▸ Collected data
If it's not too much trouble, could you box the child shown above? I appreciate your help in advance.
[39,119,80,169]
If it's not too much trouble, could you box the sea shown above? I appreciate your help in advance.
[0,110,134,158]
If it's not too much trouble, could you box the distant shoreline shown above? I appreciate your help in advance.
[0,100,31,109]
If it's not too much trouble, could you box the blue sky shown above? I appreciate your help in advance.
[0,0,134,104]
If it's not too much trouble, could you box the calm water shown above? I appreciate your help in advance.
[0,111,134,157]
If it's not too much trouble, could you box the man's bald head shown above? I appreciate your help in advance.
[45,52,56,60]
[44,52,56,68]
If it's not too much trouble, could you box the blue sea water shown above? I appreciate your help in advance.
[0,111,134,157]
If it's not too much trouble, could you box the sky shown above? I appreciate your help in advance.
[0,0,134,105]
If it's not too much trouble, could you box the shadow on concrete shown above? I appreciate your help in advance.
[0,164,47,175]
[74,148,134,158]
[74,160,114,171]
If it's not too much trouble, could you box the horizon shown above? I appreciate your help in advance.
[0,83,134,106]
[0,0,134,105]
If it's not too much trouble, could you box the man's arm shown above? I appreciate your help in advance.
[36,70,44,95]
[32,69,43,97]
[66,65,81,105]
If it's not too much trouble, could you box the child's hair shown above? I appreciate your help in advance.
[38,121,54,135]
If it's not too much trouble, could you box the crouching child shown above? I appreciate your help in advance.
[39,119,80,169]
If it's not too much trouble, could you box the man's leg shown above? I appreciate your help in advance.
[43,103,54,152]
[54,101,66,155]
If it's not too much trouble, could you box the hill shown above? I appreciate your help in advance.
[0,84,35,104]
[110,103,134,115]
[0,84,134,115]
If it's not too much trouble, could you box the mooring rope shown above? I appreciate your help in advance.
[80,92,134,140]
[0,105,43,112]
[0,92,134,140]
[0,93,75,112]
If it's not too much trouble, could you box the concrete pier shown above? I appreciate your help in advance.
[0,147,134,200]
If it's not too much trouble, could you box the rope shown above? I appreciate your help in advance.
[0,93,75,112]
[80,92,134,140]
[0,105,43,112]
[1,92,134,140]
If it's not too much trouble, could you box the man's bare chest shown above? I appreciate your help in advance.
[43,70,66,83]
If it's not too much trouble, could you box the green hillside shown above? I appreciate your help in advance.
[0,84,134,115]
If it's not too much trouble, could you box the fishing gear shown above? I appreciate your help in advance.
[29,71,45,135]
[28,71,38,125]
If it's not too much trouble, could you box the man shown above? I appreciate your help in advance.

▸ EXERCISE DETAILS
Every record, word for word, must be returned.

▸ YOUR SOLUTION
If it's not too much trouble, could you box the child shown above? I appreciate your help in advance.
[39,119,80,169]
If it's not too much trouble, could you box the sea shown above? I appreciate your help in advance.
[0,110,134,158]
If it's not too much trouble, could you box the distant shoreline shown above? I appreciate your help in advance.
[0,100,31,109]
If it's not too much trouble, could you box the blue sky shown above? I appreciate your help in advance.
[0,0,134,104]
If it's not too much trouble, could you box the calm water shown above? I appreciate your help in advance.
[0,111,134,157]
If it's not too much trouble, could you box the man's bald head shown above? I appreciate your help in advance.
[45,52,56,60]
[44,52,56,68]
If it's not too much trouble, could you box the blue sea water shown above? I appreciate your help in advance.
[0,111,134,157]
If it's not too much trouble, could you box the sky shown above? I appreciate your help in advance.
[0,0,134,105]
If it's not too much trouble, could you box the shadow on concrete shown above? I appreciate your help in advance.
[0,164,47,175]
[74,148,134,158]
[74,160,114,171]
If it's not too much trouble, could you box the horizon shown above? I appreciate your help in advance.
[0,83,134,106]
[0,0,134,105]
If it's not too much trouble, could you box the man's arm shown above? I appreciate your help in advance.
[36,70,44,95]
[32,69,43,97]
[66,65,81,105]
If it's not too much trouble, could you box the child's hair shown above? I appreciate your help in advance.
[38,121,54,135]
If it's not too much trouble, could you box the crouching child shown above? I appreciate your help in advance.
[39,119,80,169]
If it's not too much trouble, could you box the man's leg shown above? I appreciate your help in advance.
[43,103,54,152]
[54,101,66,155]
If it's not too much trouble, could you box the hill shown above? I appreciate your help in advance.
[0,84,35,104]
[110,103,134,115]
[0,84,134,115]
If it's not too much trouble, could you box the mooring rope shown above? I appreciate your help in advance.
[80,92,134,140]
[0,105,43,112]
[0,92,134,140]
[0,93,75,112]
If it's not too much trouble, could you box the concrete pier shown above? I appreciate your help in advance.
[0,147,134,200]
If it's not too much trouble, could you box the rope shown above? I appreciate your help in advance.
[0,93,75,112]
[80,92,134,140]
[0,105,43,112]
[1,92,134,140]
If it's not too much trouble, could you box the man's bare chest shown above? I appreciate your help in advance.
[43,70,66,83]
If it's not too much trouble, could you box the green hillside shown above? I appreciate your help in advance.
[0,84,134,115]
If it's not too much trouble, could you box the fishing gear shown above? I appreciate your help in advance.
[29,71,45,135]
[28,71,38,125]
If it's not too much trouble, could you box the man shown above? I appreciate your help in advance.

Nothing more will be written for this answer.